# What to work on:
In the post about lawyers as presidential candidates below, copy out word for word the stretch from "Wht I'm certainly" through "attorney, John Edwards.".

# Source text:

— START —

Lawyers as Presidential Candidates

Wht I'm certainly not the first to point out that there are (and were) a bevy of lawyers as Presidential candidates this election season.  But has anyone else noticed that although the Democrats have embraced their legal Presidential hopefuls, the Republicans have pushed them away?  Thompson and Giuliani, the only two true attorneys in the Republican race  were out before they had barely begun, and Romney, a J.D./M.B.A., never really got much support.  Contrast that to the Yale-Harvard death match of Clinton and Obama, which until recently included everyone's favorite trial attorney, John Edwards.

This apparent Republican distaste for lawyers as Presidential candidates--and Presidents--seems to have held true since Nixon, the last attorney-President (though Ford was a lawyer, he was never elected).  What is it that makes Republicans so wary of lawyers as candidates? Is it the low position the attorney now holds in the popular imagination?  Fears of elitism?  Frustration over the lack of tort reform?

— END —

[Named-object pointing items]
— START —

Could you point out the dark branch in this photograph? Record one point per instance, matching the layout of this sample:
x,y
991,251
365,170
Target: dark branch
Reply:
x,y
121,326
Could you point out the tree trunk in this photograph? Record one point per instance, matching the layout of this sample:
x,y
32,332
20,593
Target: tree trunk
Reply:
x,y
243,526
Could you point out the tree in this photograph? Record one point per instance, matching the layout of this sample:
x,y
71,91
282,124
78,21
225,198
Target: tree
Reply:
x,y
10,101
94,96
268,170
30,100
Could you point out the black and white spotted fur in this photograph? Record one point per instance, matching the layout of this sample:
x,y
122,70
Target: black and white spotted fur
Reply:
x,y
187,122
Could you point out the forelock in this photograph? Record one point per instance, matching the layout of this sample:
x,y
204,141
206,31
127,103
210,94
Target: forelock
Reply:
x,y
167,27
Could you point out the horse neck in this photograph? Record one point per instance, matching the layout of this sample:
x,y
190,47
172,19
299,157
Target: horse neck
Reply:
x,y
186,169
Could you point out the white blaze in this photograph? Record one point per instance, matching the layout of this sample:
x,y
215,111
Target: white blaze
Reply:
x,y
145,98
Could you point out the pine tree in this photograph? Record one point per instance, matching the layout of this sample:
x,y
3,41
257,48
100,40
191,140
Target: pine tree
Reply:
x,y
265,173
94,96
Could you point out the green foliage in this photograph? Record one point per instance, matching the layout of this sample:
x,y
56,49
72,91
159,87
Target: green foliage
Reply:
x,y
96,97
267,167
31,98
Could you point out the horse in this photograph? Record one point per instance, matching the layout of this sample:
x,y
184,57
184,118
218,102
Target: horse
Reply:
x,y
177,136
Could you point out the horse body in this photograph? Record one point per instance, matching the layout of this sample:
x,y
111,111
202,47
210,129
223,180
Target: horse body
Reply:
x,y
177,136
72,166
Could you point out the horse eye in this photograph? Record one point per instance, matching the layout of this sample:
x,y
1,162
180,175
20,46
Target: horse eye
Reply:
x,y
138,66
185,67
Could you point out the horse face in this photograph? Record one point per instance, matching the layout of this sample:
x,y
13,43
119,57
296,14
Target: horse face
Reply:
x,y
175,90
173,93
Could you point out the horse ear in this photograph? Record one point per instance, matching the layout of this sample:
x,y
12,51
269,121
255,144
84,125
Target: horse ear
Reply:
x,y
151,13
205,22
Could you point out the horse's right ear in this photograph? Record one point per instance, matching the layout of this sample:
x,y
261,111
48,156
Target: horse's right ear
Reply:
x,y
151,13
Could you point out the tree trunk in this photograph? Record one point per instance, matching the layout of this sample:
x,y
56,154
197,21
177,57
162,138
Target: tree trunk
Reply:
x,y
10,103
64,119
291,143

— END —
— START —

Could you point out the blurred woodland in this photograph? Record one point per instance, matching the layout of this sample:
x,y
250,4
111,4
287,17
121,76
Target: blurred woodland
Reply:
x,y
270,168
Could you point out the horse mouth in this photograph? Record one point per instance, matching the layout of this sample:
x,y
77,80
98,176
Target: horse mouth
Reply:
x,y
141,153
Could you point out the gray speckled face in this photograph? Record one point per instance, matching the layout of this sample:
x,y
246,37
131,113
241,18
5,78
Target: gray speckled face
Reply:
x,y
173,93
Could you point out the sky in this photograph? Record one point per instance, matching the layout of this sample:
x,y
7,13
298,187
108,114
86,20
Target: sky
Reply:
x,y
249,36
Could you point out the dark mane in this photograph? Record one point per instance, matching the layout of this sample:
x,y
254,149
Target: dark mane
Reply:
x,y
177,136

— END —

# Response to the task:
Wht I'm certainly not the first to point out that there are (and were) a bevy of lawyers as Presidential candidates this election season.  But has anyone else noticed that although the Democrats have embraced their legal Presidential hopefuls, the Republicans have pushed them away?  Thompson and Giuliani, the only two true attorneys in the Republican race  were out before they had barely begun, and Romney, a J.D./M.B.A., never really got much support.  Contrast that to the Yale-Harvard death match of Clinton and Obama, which until recently included everyone's favorite trial attorney, John Edwards.